Problem to work on: Would you transcribe each of the entries exactly, with nothing added or dropped?

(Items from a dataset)
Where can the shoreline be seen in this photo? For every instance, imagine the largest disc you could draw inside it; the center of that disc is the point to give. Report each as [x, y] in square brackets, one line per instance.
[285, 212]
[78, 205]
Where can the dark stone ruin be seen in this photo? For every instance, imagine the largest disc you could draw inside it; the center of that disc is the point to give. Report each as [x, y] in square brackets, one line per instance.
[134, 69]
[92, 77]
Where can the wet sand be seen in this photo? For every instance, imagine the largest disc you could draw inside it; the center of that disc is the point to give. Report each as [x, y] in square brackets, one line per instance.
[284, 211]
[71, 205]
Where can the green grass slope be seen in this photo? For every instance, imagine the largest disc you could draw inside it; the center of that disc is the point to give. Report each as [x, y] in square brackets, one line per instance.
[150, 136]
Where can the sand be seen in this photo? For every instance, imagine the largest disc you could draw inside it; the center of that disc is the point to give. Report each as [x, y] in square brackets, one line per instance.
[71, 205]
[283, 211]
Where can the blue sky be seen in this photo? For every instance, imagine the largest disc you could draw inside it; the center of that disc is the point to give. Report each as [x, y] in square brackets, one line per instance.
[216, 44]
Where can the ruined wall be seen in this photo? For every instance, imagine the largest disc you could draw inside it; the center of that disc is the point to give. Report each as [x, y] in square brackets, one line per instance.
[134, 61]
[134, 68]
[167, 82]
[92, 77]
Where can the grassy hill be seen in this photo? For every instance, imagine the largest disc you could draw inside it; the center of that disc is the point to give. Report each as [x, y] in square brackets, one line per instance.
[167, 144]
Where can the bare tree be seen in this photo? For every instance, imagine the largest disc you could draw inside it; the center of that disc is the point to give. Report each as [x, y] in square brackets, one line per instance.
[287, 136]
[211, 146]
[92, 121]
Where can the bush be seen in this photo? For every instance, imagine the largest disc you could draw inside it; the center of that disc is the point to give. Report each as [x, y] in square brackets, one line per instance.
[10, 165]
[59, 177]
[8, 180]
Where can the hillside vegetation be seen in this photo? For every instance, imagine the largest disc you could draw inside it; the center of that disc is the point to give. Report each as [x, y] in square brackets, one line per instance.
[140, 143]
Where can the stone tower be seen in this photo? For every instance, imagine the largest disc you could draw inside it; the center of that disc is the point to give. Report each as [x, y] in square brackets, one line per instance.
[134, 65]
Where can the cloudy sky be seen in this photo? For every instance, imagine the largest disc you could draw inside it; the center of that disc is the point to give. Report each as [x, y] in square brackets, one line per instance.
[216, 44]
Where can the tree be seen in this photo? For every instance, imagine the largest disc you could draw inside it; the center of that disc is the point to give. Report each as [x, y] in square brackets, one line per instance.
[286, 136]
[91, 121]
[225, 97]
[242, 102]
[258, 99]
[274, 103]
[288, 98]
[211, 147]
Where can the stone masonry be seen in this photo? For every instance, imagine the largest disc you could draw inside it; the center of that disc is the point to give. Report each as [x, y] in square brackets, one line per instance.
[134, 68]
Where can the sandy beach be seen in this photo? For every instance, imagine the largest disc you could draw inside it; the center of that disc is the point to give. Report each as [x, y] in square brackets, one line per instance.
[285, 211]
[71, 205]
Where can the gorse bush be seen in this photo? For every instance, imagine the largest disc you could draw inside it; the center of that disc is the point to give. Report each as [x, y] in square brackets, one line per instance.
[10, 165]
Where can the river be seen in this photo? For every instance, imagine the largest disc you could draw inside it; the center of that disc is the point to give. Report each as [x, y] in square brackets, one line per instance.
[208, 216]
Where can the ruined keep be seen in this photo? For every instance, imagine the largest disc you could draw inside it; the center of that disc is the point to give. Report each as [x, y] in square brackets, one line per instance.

Response to this task:
Where can the shoreline be seen in this photo? For every instance, imagine the largest disc you could draw inside it; the center of that disc is the point to give. Report each as [x, y] in square brackets, one line per instance.
[285, 212]
[78, 205]
Where can the dark stone ruin be seen in this photo? For every instance, imagine the largest disc you could draw inside it; the center of that disc is the point to give. Report each as [x, y] in square brackets, one line per instance.
[134, 69]
[92, 77]
Where can the wet sand be seen in this photo? For every instance, imagine the largest disc you could draw inside it; the center of that disc is the point to give. Report each as [x, y] in square brackets, one line per instance.
[284, 211]
[71, 205]
Where can the green grass slope be seen in this photo? For every instance, imagine the largest disc you could draw inside it; the center of that disc is the point to give. Report each as [x, y] in square brackets, one line per instance.
[150, 136]
Where can the sand be seen in this photo? For every instance, imagine the largest disc you could draw inside it; the center of that disc is the point to give. Report each as [x, y] in square brackets, one line per instance.
[71, 205]
[283, 211]
Where can the blue sky be seen in this photo? For every instance, imagine the largest disc you could draw inside it; the center of that disc is the point to give. Report each as [x, y] in square brackets, one line per instance.
[216, 44]
Where can the ruined wall be seen in this photo? For every instance, imagine the largest disc you could draw inside it; the center of that disc is the point to give. Report each as [x, y] in square brackets, one line per instance.
[134, 61]
[134, 68]
[167, 82]
[92, 77]
Where can the grassy hill be seen in this photo? For every instance, imagine the largest disc you could draw inside it; the center of that disc is the point to give. Report each as [x, y] in square brackets, one line per instance.
[167, 144]
Where can the bare tree be seen in this photo? For every instance, imagine the largest disc you could draw inside it; the center of that disc is the point to give. Report each as [x, y] in square brackets, one line per instance.
[287, 136]
[211, 146]
[92, 121]
Where can the bush be seen in this photo? For every instance, imagine the largest disc you could draw inside it; the center of that disc is the point to give. Report each as [x, y] in square brackets, one line per instance.
[10, 165]
[59, 177]
[8, 180]
Where can the hillside vegetation be seen in this photo? For every instance, imagine the largest disc you could draw inside it; the center of that disc is the point to give. Report each as [x, y] in square brackets, one line per instance.
[140, 143]
Where can the stone tower be seen in this photo? For every instance, imagine the largest disc you could draw inside it; the center of that disc is the point to give. Report each as [x, y] in square brackets, one line per instance.
[134, 65]
Where can the cloudy sky be seen in this photo? For every instance, imagine the largest disc you could draw inside it; the center of that disc is the point to give. Report each as [x, y] in square brackets, one line per instance.
[216, 44]
Where can the tree be seen in this photo? For every instance, imagine the largest disc you could draw inside it; the center of that disc is the point to give. Report each as [x, y] in square brackets, one line per instance.
[286, 136]
[91, 121]
[225, 97]
[242, 102]
[258, 99]
[274, 103]
[288, 98]
[211, 147]
Where can the stone masonry be seen in this photo? For every instance, imagine the largest disc you could draw inside it; the center of that disc is the point to give. Report each as [x, y] in square brackets, one line per instance.
[134, 68]
Where can the sandy beach be seen in this photo? For every instance, imagine the largest disc you could draw inside it; the center of that disc is the point to give. Report each as [x, y] in square brackets, one line per instance.
[285, 211]
[71, 205]
Where can the gorse bush be seen in this photo? For every instance, imagine the largest disc you could draw inside it; the center of that disc is the point to give. Report each as [x, y] in square brackets, one line per instance.
[10, 165]
Where can the river be seen in this photo? For every instance, imagine the largest disc you could draw inside it; the center of that disc is the point to give. Report each as [x, y] in square brackets, one line per instance.
[208, 216]
Where can the ruined keep be seen in this photo? For every instance, imagine the largest disc you could draw inside it; the center of that disc is the point to give. Report each as [x, y] in square brackets, one line per instance.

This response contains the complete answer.